▸ Task directions
Which lines of the data include the string "dress"? List them all.

Region pointing data
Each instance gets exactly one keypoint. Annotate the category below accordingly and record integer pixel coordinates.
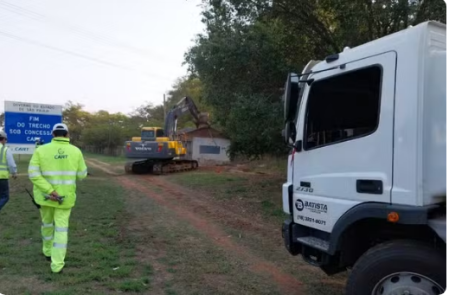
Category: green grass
(100, 259)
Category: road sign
(25, 122)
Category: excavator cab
(151, 134)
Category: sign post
(25, 122)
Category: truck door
(345, 126)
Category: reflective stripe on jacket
(4, 172)
(56, 167)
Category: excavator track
(160, 167)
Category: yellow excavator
(159, 151)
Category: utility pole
(164, 106)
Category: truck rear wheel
(399, 267)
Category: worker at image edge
(53, 170)
(7, 167)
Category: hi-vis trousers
(55, 228)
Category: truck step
(315, 242)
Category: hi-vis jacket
(56, 167)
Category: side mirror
(289, 133)
(291, 93)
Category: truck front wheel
(399, 267)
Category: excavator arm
(186, 104)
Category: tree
(76, 119)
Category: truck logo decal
(299, 205)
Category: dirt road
(199, 243)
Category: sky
(113, 55)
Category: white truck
(366, 184)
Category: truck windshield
(148, 133)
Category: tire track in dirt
(287, 283)
(201, 204)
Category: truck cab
(366, 184)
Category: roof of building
(202, 132)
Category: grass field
(199, 232)
(100, 259)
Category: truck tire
(398, 267)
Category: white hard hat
(60, 126)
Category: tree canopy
(238, 66)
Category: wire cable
(76, 29)
(68, 52)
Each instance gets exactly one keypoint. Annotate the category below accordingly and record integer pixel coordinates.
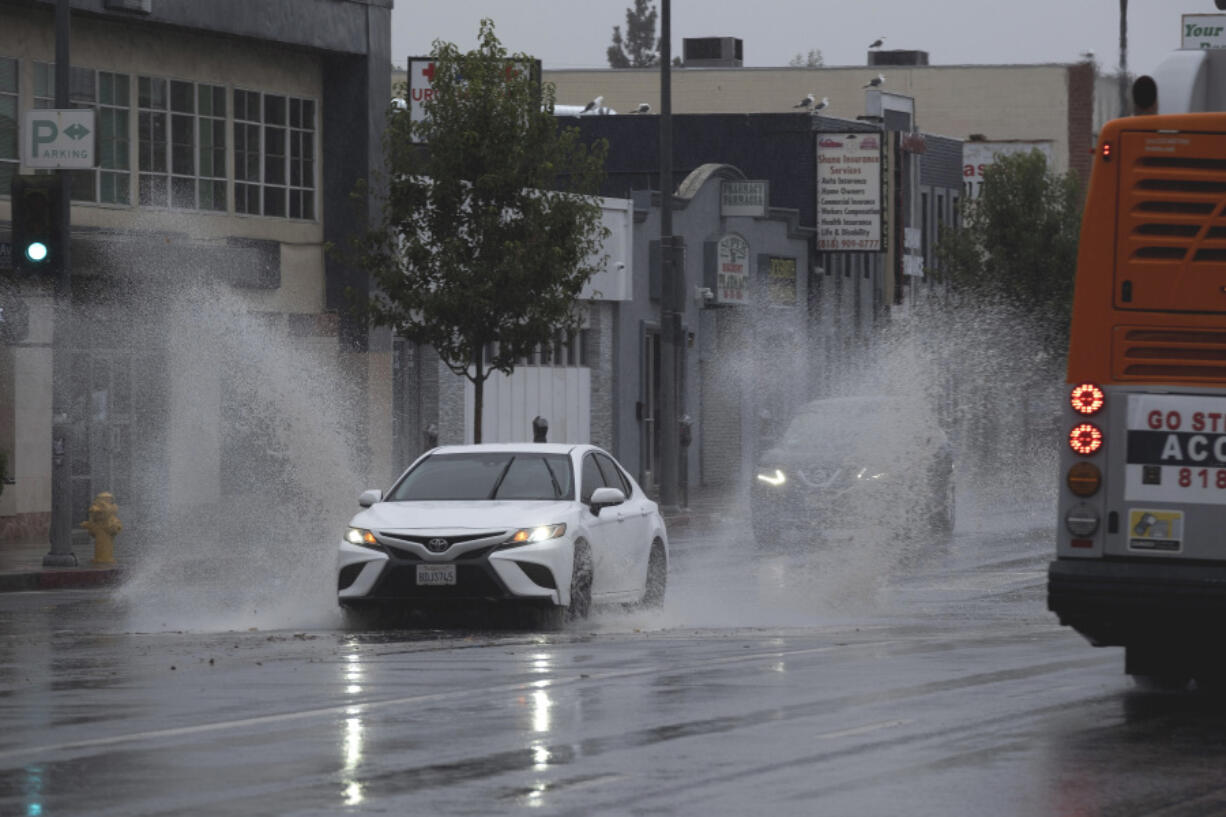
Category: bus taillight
(1084, 479)
(1086, 399)
(1085, 438)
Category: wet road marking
(863, 730)
(365, 707)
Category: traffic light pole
(61, 390)
(671, 297)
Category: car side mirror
(606, 497)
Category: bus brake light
(1085, 438)
(1086, 399)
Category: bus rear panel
(1142, 515)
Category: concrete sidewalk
(21, 568)
(21, 564)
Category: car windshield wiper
(557, 487)
(498, 482)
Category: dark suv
(851, 464)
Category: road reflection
(352, 735)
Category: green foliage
(639, 48)
(1018, 243)
(488, 227)
(813, 59)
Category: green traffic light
(36, 252)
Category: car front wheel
(657, 577)
(580, 583)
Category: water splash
(264, 463)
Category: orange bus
(1140, 558)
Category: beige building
(1051, 102)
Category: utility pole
(671, 299)
(61, 390)
(1123, 58)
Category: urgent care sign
(421, 81)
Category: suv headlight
(772, 477)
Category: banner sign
(781, 281)
(1203, 31)
(421, 81)
(732, 270)
(850, 191)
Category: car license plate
(435, 574)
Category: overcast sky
(575, 33)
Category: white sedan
(551, 524)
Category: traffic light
(38, 223)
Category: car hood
(461, 515)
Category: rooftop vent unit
(712, 52)
(898, 58)
(137, 6)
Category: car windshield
(874, 429)
(487, 475)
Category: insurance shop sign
(850, 193)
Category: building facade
(1050, 102)
(229, 138)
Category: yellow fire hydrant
(103, 526)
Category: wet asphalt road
(863, 681)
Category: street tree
(1018, 243)
(640, 47)
(489, 228)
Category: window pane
(7, 75)
(274, 201)
(275, 109)
(152, 93)
(183, 193)
(82, 85)
(183, 145)
(152, 190)
(182, 97)
(275, 161)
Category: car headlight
(533, 535)
(361, 536)
(775, 477)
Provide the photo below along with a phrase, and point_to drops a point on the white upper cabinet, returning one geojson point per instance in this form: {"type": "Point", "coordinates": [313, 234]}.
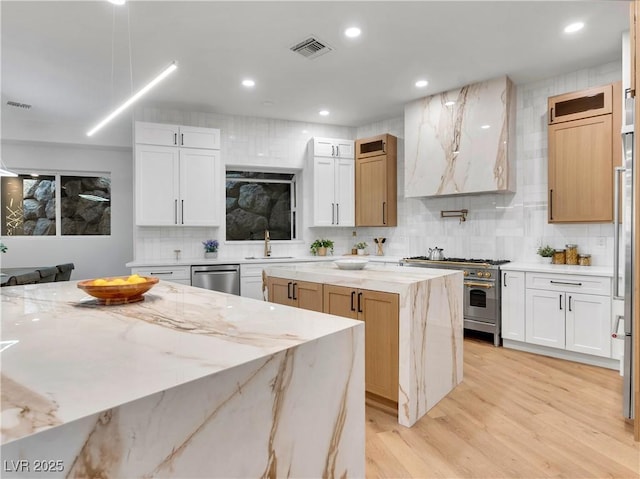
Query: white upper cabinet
{"type": "Point", "coordinates": [461, 141]}
{"type": "Point", "coordinates": [177, 185]}
{"type": "Point", "coordinates": [163, 134]}
{"type": "Point", "coordinates": [333, 192]}
{"type": "Point", "coordinates": [333, 148]}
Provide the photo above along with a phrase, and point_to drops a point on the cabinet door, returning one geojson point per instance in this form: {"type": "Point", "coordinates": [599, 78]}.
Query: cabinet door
{"type": "Point", "coordinates": [160, 134]}
{"type": "Point", "coordinates": [324, 147]}
{"type": "Point", "coordinates": [280, 291]}
{"type": "Point", "coordinates": [581, 171]}
{"type": "Point", "coordinates": [200, 197]}
{"type": "Point", "coordinates": [545, 318]}
{"type": "Point", "coordinates": [344, 149]}
{"type": "Point", "coordinates": [371, 191]}
{"type": "Point", "coordinates": [380, 312]}
{"type": "Point", "coordinates": [340, 300]}
{"type": "Point", "coordinates": [156, 185]}
{"type": "Point", "coordinates": [345, 192]}
{"type": "Point", "coordinates": [308, 295]}
{"type": "Point", "coordinates": [589, 324]}
{"type": "Point", "coordinates": [324, 210]}
{"type": "Point", "coordinates": [196, 137]}
{"type": "Point", "coordinates": [513, 311]}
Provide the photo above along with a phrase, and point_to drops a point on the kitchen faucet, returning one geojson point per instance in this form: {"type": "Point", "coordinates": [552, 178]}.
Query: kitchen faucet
{"type": "Point", "coordinates": [267, 244]}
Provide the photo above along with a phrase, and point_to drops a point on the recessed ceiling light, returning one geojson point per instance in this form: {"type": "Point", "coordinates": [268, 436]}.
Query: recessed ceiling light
{"type": "Point", "coordinates": [573, 27]}
{"type": "Point", "coordinates": [352, 32]}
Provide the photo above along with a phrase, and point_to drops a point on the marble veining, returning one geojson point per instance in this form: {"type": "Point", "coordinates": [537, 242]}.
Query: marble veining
{"type": "Point", "coordinates": [457, 142]}
{"type": "Point", "coordinates": [430, 325]}
{"type": "Point", "coordinates": [169, 395]}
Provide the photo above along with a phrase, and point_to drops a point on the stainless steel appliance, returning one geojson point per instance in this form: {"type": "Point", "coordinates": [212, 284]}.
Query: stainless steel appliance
{"type": "Point", "coordinates": [482, 284]}
{"type": "Point", "coordinates": [220, 277]}
{"type": "Point", "coordinates": [624, 253]}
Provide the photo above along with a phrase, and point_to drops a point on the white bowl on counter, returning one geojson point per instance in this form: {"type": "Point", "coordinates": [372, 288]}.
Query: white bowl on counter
{"type": "Point", "coordinates": [351, 263]}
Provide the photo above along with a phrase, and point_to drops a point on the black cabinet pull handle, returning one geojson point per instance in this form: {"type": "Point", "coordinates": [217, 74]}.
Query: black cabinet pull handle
{"type": "Point", "coordinates": [569, 303]}
{"type": "Point", "coordinates": [565, 282]}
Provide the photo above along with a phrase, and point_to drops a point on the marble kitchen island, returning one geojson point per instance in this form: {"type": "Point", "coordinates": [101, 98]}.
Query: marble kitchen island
{"type": "Point", "coordinates": [188, 383]}
{"type": "Point", "coordinates": [429, 330]}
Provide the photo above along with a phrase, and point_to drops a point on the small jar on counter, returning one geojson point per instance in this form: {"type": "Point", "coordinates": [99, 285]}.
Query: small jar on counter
{"type": "Point", "coordinates": [584, 259]}
{"type": "Point", "coordinates": [571, 254]}
{"type": "Point", "coordinates": [559, 256]}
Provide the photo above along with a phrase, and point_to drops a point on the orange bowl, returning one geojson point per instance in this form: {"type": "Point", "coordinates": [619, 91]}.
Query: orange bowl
{"type": "Point", "coordinates": [118, 293]}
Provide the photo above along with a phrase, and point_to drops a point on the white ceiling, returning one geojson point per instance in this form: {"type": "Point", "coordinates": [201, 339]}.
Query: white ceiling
{"type": "Point", "coordinates": [58, 56]}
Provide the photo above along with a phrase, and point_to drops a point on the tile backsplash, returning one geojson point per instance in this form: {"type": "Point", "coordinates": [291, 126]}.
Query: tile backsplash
{"type": "Point", "coordinates": [500, 226]}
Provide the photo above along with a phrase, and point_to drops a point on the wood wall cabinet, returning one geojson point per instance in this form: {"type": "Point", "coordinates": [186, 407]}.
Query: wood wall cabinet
{"type": "Point", "coordinates": [584, 149]}
{"type": "Point", "coordinates": [300, 294]}
{"type": "Point", "coordinates": [177, 185]}
{"type": "Point", "coordinates": [380, 313]}
{"type": "Point", "coordinates": [376, 181]}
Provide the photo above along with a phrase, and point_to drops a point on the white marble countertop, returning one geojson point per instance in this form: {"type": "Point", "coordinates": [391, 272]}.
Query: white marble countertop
{"type": "Point", "coordinates": [65, 357]}
{"type": "Point", "coordinates": [254, 260]}
{"type": "Point", "coordinates": [559, 268]}
{"type": "Point", "coordinates": [377, 277]}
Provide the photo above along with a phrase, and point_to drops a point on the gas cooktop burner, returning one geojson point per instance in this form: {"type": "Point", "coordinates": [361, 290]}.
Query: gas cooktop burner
{"type": "Point", "coordinates": [461, 260]}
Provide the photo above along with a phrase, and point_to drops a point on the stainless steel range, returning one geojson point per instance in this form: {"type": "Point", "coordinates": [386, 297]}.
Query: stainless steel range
{"type": "Point", "coordinates": [481, 290]}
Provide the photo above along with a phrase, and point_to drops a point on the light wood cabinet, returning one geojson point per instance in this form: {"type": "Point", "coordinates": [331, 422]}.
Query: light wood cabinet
{"type": "Point", "coordinates": [380, 313]}
{"type": "Point", "coordinates": [376, 181]}
{"type": "Point", "coordinates": [300, 294]}
{"type": "Point", "coordinates": [584, 148]}
{"type": "Point", "coordinates": [513, 305]}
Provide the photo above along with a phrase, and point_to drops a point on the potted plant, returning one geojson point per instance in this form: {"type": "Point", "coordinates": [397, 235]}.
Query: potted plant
{"type": "Point", "coordinates": [546, 252]}
{"type": "Point", "coordinates": [210, 248]}
{"type": "Point", "coordinates": [319, 247]}
{"type": "Point", "coordinates": [361, 246]}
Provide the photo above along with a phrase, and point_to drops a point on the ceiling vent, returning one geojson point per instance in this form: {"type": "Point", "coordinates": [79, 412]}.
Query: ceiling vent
{"type": "Point", "coordinates": [25, 106]}
{"type": "Point", "coordinates": [311, 48]}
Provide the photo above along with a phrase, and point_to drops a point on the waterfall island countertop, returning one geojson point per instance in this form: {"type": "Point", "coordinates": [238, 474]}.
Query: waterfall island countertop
{"type": "Point", "coordinates": [430, 324]}
{"type": "Point", "coordinates": [187, 383]}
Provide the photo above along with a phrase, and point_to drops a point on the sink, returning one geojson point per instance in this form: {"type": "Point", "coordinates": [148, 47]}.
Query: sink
{"type": "Point", "coordinates": [268, 257]}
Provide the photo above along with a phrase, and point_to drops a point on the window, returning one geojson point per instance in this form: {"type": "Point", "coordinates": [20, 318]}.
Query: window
{"type": "Point", "coordinates": [259, 201]}
{"type": "Point", "coordinates": [50, 205]}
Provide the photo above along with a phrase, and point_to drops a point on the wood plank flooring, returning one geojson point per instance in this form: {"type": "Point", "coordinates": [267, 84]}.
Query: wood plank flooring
{"type": "Point", "coordinates": [515, 415]}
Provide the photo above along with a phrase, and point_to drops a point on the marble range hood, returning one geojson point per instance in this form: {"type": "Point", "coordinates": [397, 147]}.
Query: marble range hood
{"type": "Point", "coordinates": [460, 141]}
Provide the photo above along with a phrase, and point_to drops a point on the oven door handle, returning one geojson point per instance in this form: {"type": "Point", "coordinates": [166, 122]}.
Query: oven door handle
{"type": "Point", "coordinates": [479, 285]}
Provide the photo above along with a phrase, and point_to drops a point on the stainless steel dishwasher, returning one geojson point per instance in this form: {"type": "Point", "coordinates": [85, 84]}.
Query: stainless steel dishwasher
{"type": "Point", "coordinates": [217, 277]}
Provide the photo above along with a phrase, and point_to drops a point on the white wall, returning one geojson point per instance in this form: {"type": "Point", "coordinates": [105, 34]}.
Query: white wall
{"type": "Point", "coordinates": [509, 226]}
{"type": "Point", "coordinates": [93, 256]}
{"type": "Point", "coordinates": [246, 142]}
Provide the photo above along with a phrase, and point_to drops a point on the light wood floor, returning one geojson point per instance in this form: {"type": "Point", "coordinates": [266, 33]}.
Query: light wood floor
{"type": "Point", "coordinates": [515, 415]}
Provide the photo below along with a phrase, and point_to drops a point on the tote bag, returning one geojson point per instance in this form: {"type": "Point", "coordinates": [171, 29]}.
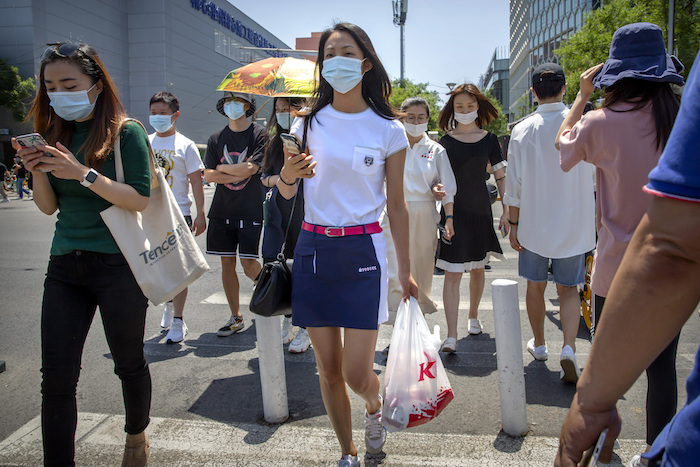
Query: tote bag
{"type": "Point", "coordinates": [416, 384]}
{"type": "Point", "coordinates": [157, 243]}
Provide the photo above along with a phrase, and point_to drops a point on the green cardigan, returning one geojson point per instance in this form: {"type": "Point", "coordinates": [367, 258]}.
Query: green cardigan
{"type": "Point", "coordinates": [79, 225]}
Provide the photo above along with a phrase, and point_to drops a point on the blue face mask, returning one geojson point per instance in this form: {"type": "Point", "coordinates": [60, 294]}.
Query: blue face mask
{"type": "Point", "coordinates": [72, 105]}
{"type": "Point", "coordinates": [342, 73]}
{"type": "Point", "coordinates": [161, 123]}
{"type": "Point", "coordinates": [234, 110]}
{"type": "Point", "coordinates": [284, 119]}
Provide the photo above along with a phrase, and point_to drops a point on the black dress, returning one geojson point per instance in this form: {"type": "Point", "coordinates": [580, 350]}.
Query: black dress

▸ Solution
Provide the photo above along with a phrase, and point_to drops a point on the black dress, returning one geojson point per instance in this form: {"type": "Point", "coordinates": [580, 350]}.
Query: black dress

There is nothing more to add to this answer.